There was no room for amateurs during the annual threshing season

About this time of year during our great-grandparents’ era, as “small grains” including oats, wheat, barley, and rye were rapidly ripening, the threshing season on area farms was just getting ready to begin.

Threshing outfits were too expensive for average farmers to buy on their own, and required far more labor to operate than a single farm could supply. Not that there weren’t a few individuals who owned them, of course. Irvin Moyer, who owned a machine shop that catered to local farmers at the intersection of U.S. Route 34 and Douglas Road here in Oswego Township, owned a threshing machine and a huge Aultman-Taylor gasoline-powered tractor. Moyer did custom threshing for many area farmers with his rig, as did Clarence Shoger from over Naperville way and Thad Seely on the west side of the Fox River.

But most farmers formed cooperative threshing rings of as few as four and up to a dozen farmers. Each member bought one or two shares in the ring and then participated in the annual harvest, with the threshing rig and the participating farmers and hired hands traveling from one farm to the next around the ring.

The Woolley Ring, for instance, operated on farms mostly located in School District 6 in the Woolley and Collins Road areas east of Oswego, while farmers on the Oswego Prairie along Wolf’s Crossing Road formed the East Oswego Ring. Farmers throughout the rest of Kendall County formed similar cooperatives in their neighborhoods.

1897 Harvey Threshing Ring

The Harvey Threshing Ring on the road to the next farm about 1900, with the steam traction engine pulling the ring’s threshing machine. Photo supplied by Dale Updike, Alberta, Canada, Little White School Museum Collection.
┄┄┄┄┄┄┄┄┄┄┄┄┄┄┄┄┄┄┄┄
▶ _Directions_
A. In the threshing season article, what did Irvin Moyer own besides his machine shop?
B. Keep the threshing season article going from its last line.

▶ _Dataset rows_
┄┄┄┄┄┄┄┄┄┄┄┄┄┄┄┄┄┄┄┄
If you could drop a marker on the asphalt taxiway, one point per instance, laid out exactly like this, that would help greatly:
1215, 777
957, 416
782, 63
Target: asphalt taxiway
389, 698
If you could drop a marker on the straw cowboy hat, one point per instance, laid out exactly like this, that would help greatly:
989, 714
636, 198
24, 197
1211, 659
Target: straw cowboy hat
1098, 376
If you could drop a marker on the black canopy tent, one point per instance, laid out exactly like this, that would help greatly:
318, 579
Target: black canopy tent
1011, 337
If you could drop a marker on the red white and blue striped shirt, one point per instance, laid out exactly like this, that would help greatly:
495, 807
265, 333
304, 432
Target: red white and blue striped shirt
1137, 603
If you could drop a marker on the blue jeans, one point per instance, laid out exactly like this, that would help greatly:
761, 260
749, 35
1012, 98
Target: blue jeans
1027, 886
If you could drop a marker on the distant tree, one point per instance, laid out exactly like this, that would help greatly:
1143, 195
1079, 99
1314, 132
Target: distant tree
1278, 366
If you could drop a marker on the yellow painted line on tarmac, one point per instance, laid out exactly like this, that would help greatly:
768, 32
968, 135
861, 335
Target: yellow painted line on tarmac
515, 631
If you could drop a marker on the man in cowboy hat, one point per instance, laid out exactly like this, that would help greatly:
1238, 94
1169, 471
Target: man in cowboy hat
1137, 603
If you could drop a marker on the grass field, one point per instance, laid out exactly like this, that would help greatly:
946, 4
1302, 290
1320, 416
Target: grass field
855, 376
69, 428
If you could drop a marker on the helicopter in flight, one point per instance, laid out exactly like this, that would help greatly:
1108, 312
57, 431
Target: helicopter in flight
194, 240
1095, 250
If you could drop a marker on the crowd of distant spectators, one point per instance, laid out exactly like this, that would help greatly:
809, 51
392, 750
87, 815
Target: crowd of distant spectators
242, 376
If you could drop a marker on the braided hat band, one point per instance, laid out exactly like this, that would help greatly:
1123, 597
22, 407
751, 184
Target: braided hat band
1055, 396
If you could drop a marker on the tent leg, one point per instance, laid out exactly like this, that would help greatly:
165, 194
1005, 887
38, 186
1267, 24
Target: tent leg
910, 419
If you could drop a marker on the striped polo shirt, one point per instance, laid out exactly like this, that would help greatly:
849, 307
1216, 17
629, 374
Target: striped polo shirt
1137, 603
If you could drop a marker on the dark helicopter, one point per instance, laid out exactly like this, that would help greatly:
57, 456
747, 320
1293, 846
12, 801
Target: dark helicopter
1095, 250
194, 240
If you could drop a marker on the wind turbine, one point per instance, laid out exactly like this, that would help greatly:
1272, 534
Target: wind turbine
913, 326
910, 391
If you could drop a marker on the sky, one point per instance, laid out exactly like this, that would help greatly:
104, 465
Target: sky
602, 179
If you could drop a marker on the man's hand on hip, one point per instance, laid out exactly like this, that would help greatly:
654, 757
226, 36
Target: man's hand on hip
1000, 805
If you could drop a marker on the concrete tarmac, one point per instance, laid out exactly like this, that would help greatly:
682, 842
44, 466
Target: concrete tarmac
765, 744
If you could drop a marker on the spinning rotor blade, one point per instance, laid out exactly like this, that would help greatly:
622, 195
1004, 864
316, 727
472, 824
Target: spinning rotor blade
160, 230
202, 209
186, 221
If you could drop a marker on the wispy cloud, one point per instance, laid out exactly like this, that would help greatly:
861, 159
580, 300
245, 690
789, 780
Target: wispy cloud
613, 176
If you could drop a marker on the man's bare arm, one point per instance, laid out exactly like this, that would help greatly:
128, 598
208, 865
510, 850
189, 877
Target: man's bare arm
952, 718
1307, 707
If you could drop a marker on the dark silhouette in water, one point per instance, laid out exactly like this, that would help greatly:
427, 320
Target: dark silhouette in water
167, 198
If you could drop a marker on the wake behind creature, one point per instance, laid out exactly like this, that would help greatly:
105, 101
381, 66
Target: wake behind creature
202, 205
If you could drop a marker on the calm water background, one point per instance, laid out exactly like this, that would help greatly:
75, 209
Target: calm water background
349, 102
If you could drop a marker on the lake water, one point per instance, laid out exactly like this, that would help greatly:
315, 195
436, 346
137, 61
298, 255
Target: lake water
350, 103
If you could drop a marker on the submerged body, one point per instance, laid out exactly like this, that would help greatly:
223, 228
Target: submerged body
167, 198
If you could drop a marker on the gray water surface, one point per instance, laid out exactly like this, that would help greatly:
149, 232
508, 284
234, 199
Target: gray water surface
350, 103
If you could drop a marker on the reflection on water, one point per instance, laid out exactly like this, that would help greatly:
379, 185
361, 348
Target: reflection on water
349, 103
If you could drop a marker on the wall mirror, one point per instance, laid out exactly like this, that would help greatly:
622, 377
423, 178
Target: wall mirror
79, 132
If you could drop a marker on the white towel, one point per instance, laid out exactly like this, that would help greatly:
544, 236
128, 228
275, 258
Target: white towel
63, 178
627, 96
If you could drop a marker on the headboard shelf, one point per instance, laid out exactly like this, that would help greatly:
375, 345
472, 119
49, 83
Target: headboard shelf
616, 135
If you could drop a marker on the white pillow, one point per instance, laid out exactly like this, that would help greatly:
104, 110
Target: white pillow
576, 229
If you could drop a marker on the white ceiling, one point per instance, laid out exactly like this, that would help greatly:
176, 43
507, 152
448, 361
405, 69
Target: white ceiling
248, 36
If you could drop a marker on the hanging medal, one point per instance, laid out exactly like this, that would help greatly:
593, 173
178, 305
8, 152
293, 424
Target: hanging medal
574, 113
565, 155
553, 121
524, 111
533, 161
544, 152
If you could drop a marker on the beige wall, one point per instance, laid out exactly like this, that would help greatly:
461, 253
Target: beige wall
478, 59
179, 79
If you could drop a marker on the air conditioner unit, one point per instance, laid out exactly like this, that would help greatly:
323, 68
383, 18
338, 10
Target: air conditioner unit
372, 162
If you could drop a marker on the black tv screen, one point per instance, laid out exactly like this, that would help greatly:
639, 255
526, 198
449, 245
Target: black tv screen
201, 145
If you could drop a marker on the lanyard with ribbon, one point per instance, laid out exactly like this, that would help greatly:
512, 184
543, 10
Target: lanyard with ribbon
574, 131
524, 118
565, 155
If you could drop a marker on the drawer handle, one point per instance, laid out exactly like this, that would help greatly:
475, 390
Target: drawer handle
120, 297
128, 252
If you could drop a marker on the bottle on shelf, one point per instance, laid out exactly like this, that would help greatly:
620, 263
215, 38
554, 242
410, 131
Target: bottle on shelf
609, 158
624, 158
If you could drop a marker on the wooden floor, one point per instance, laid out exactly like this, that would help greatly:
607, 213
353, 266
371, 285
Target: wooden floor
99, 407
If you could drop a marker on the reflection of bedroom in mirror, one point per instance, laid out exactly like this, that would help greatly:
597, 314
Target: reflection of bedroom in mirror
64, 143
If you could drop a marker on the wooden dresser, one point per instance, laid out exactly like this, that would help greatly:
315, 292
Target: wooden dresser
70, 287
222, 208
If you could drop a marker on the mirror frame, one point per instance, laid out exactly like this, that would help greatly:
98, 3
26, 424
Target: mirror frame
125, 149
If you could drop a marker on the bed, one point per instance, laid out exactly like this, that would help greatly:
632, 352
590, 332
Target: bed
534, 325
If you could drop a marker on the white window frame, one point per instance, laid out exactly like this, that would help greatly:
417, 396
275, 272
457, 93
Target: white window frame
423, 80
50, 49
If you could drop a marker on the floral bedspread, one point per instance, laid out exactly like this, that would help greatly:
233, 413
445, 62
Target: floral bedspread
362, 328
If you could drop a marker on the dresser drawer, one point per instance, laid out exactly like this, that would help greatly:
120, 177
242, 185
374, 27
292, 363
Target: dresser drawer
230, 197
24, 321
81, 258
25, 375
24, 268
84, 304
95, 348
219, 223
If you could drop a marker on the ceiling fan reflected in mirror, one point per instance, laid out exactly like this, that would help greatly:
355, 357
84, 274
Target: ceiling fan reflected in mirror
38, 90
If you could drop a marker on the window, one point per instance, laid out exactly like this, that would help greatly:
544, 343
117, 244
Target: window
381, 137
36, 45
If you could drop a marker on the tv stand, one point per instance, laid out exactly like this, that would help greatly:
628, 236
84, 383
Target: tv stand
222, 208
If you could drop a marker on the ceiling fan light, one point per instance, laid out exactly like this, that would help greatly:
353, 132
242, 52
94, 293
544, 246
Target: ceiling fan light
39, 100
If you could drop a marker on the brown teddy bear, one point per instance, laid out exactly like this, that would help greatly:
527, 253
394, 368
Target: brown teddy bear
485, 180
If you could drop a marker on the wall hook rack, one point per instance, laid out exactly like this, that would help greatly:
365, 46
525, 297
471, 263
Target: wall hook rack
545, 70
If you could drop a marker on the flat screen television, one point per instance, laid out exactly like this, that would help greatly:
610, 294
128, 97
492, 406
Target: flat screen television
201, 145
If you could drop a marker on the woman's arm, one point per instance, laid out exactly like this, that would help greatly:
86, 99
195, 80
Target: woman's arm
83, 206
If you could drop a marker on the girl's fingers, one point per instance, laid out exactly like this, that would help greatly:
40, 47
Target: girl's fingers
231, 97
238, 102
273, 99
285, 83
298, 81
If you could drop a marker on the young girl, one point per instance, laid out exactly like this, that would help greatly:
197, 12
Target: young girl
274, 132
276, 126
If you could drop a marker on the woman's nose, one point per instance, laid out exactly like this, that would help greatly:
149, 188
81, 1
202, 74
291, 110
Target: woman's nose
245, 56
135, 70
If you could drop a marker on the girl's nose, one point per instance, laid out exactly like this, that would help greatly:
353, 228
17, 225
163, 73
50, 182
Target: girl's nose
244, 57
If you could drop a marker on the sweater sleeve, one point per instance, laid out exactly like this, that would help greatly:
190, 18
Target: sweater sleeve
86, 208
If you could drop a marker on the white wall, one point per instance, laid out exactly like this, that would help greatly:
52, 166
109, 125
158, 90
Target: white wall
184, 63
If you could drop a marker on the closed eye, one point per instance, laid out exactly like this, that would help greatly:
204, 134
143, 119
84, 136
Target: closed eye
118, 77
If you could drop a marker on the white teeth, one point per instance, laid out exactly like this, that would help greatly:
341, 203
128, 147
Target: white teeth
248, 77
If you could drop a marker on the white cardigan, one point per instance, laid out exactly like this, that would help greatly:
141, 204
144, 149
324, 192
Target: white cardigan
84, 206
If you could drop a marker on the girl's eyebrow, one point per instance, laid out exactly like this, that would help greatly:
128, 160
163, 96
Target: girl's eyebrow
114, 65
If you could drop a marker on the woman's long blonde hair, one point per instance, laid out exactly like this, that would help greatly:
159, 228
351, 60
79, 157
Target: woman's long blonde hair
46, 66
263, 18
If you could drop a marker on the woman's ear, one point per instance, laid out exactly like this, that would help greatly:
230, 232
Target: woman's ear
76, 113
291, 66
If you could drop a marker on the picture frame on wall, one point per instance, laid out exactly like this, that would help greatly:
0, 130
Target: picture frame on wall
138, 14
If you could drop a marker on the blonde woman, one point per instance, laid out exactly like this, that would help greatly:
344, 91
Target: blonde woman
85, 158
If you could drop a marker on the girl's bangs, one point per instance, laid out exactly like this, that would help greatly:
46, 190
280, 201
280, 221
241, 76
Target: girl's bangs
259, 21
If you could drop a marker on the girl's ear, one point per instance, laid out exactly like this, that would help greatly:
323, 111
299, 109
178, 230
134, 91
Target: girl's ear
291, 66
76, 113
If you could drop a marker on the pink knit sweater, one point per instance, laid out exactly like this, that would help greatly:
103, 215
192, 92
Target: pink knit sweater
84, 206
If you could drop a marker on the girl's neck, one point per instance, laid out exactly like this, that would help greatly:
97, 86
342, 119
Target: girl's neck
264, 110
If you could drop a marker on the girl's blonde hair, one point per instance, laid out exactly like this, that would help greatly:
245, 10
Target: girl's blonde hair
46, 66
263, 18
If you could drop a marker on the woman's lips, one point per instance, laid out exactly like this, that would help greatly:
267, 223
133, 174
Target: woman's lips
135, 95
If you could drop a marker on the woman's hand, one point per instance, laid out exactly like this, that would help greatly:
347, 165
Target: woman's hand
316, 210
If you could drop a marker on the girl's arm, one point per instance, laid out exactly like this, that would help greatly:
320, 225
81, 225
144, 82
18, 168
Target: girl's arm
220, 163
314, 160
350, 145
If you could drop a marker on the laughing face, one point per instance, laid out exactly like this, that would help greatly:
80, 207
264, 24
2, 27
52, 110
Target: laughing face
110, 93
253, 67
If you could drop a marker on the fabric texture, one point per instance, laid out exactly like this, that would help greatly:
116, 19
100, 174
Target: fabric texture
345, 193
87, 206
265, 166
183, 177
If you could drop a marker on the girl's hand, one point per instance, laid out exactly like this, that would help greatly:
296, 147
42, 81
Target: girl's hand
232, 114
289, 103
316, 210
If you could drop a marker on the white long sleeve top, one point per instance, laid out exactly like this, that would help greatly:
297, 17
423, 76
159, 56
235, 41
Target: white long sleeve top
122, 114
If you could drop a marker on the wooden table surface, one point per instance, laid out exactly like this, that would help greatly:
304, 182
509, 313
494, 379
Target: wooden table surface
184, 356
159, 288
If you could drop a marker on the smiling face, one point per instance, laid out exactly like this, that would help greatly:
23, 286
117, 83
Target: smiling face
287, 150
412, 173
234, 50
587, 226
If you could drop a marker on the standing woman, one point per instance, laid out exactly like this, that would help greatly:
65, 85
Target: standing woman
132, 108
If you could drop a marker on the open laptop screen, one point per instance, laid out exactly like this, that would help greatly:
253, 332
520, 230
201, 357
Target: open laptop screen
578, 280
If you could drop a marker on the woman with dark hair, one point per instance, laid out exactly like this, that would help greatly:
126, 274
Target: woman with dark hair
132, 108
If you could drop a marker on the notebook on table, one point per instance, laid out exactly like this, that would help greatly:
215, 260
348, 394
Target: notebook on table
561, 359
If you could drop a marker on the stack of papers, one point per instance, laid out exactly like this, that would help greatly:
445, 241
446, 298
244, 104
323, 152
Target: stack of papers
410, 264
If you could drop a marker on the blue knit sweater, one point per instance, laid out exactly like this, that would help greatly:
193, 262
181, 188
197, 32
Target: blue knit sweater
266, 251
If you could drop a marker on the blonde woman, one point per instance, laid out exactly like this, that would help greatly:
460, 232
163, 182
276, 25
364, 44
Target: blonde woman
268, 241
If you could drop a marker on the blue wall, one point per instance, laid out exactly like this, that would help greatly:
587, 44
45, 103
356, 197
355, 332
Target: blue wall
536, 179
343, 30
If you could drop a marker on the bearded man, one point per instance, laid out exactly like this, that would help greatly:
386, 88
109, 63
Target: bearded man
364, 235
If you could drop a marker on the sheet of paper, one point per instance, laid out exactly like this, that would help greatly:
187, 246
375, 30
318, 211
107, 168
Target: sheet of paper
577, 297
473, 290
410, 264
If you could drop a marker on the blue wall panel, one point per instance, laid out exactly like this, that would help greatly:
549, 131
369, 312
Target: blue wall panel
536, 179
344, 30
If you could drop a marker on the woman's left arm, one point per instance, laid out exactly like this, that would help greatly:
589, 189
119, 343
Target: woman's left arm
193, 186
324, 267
┄┄┄┄┄┄┄┄┄┄┄┄┄┄┄┄┄┄┄┄
▶ _Results by task_
A. A threshing machine and a huge Aultman-Taylor gasoline-powered tractor.

B.
The East Oswego Ring owned an Aultman-Taylor threshing machine; a 20-40 Rumely Oil Pull kerosene-powered internal combustion tractor bought about 1918; a 100-foot drive belt; a canvas tarpaulin big enough to cover the threshing machine while it was stored between harvests; four big tarpaulins used to cover loads of grain in case of rain and overnight during the threshing process; and an equipment storage shed located on the Burkhart Farm. The engineer (who operated the tractor powering the threshing machine), the separator man (who operated the threshing machine itself), and the blowerman (who had to skillfully direct the flow of straw after it was stripped of grain kernels into neat straw stacks) were appointed at the ring’s annual meeting.

Farmer members of the ring were expected to supply the labor for the less skilled jobs in the ring including bundle haulers, bundle pitchers, and grain men. Unlike the skilled jobs, men and boys who filled the other positions usually rotated because some jobs were more desirable than others. Pitching bundles of grain into wagons from the field was considered a choice job, while grain men working in the heat, noise, and dust of the threshing machine itself were less likely to enjoy their work.

1912 Acme Binders

Photo of 25 Acme Queen binders taken June 22, 1912 on “The Flats” immediately north of the Oswego bridge, site of modern Hudson Crossing Park. Oswego implement dealer Bob Johnston sold the binders to local farmers for the 1912 harvest season. The photo, probably taken from the interurban trolley trestle, was snapped by H. R. Krueger, Yorkville.

At each ring’s annual meeting, generally called at about this time of year, right before threshing started, the jobs, labor rotation, any equipment purchases, and maintenance schedules were all laid out. Within a day or two, the threshing machine was taken out of storage and thoroughly checked, as was the giant belt that powered it. The ring’s tractor, whether steam or internal combustion, was serviced and readied for work. In rings with steam tractors, the engineers and firemen checked their machines carefully, because of the danger of bursting a boiler or some other equally serious accident could cause permanent injury or death.

As these preparations proceeded, the work of binding grain was wrapping up. Horse drawn binders cut and bound stalks of small grains into bundles a foot or so in diameter, each bundle, depending on the brand of binder, secured with either twine or wire. From the time of their invention until the 1920s, teams of horses pulled binders through the fields.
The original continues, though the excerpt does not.